◆ WHAT IS BEING ASKED ◆
Copy the part of the records that opens with the line containing "Spot the boy's hand" and runs through the end of the records, swapping "irrigation pipe" for "drainage pipe" and leaving everything else unchanged.

# START OF DATA FOR THIS EXERCISE

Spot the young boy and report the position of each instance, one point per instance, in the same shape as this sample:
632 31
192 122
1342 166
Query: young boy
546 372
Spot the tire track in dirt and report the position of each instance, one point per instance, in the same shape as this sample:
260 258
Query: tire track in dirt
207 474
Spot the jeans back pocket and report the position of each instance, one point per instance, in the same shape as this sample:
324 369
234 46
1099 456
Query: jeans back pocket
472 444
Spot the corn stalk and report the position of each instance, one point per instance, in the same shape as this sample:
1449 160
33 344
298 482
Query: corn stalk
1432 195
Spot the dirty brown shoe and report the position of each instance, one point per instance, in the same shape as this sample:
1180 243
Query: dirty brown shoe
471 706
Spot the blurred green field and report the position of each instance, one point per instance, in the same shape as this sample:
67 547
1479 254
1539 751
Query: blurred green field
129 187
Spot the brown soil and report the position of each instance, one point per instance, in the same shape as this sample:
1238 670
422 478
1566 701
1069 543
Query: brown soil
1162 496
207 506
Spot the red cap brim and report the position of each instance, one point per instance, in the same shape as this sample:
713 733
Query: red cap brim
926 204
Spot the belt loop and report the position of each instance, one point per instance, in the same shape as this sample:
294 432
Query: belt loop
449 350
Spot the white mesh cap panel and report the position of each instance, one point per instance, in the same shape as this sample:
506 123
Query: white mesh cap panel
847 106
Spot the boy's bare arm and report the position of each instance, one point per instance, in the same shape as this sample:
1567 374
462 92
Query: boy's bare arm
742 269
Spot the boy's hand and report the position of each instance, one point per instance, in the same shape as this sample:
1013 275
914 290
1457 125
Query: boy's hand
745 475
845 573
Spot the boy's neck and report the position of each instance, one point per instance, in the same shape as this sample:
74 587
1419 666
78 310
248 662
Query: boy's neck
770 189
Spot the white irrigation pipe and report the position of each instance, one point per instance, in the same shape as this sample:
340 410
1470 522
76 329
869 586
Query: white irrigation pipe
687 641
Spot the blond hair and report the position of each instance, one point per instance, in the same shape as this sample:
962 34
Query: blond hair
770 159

# END OF DATA FOR THIS EXERCISE

◆ SOLUTION TO THIS TASK ◆
Spot the boy's hand and report the position of each instance, one point per instance, in the same shape as this sample:
1013 275
914 290
1457 125
Query: boy's hand
745 475
845 573
Spot the boy's neck and report the position of each instance, one point per instance, in the same shape as this sample:
74 587
1419 666
78 310
248 662
Query: boy's neck
770 189
Spot the white drainage pipe and report the position of each instance, one point per instance, in the same shape as this sample:
340 410
1470 522
76 329
869 586
Query: white drainage pipe
687 641
Spot the blond hair and report the position of each instance, one point per instance, in the same shape as this sample:
962 34
Query: blond hair
770 159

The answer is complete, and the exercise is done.